Quote all of the entries word for word.
——————————
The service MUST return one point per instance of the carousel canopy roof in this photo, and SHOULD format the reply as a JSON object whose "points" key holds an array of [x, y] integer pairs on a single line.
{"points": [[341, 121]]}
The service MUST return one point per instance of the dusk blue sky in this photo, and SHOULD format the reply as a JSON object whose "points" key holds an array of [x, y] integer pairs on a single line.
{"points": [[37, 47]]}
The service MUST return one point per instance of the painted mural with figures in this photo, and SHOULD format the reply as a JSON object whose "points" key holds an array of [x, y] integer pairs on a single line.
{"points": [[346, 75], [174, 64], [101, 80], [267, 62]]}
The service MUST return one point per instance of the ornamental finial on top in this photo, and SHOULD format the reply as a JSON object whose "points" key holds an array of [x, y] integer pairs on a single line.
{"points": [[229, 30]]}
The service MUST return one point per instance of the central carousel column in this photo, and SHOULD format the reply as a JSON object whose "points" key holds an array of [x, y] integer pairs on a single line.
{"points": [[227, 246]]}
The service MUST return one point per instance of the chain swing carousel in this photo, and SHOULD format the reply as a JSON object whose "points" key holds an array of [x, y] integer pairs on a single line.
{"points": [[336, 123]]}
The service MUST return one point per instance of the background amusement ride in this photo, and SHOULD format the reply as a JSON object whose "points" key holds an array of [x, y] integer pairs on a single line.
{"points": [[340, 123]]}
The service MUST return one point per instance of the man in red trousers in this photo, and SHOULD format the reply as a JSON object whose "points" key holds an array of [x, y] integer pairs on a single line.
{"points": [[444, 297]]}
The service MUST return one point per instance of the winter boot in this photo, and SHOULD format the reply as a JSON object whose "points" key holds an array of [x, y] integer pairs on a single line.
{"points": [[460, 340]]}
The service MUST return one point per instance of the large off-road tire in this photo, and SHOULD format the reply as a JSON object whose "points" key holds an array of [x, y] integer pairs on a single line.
——————————
ANSWER BELOW =
The service MUST return one point per instance of the carousel canopy roof in this photo, and SHOULD format the reply as a JSON object whose "points" key holds an array of [x, y] integer pairs on a single line.
{"points": [[341, 121]]}
The service MUST return one point per instance of the dusk blue sky in this photo, and SHOULD format the reply as a JSON object whose "points" key holds an array of [x, y] integer pairs on a single line.
{"points": [[37, 47]]}
The service MUST return one point per instance of the painted mural with figures in this photo, and SHOULD format the reply as a JSON object whose "points" key holds an array of [x, y] integer pairs on a single line.
{"points": [[346, 75], [174, 64], [101, 80], [267, 62]]}
The service MUST return one point per instance of the ornamental finial on top in this photo, and SHOULD format the reply as a JSON object whose "points" key holds an array of [x, y] integer pairs on a single line.
{"points": [[229, 30]]}
The service MUST return one point per instance of the central carousel column in this photo, and SHOULD format the reply as a JSON object whose "points" key holds an array of [x, y] integer pairs on a single line.
{"points": [[227, 246]]}
The service MUST return one point per instance of the chain swing carousel in this photo, and SHOULD format the reply as a JSON object whose "points" key holds an array of [x, y] integer pairs on a single line.
{"points": [[336, 123]]}
The service MUST return one point per instance of the background amusement ride in this photo, and SHOULD format the reply as a JSON object whose "points" key holds an array of [x, y] integer pairs on a single line.
{"points": [[340, 123]]}
The service MUST return one point per instance of the man in red trousers in this photo, and SHOULD format the reply as a JSON object whose "points" key holds an array of [x, y] integer pairs on a single line.
{"points": [[444, 297]]}
The service MUST return one point per instance of the winter boot in this photo, and SHOULD format the reply as a JSON object whose "points" key holds an array of [x, y] integer pairs on a single line.
{"points": [[460, 340]]}
The service MUST return one point per instance of the large off-road tire in this photo, and SHOULD format the reply as a JSON object whose "points" key holds an array of [x, y] integer pairs on a single line.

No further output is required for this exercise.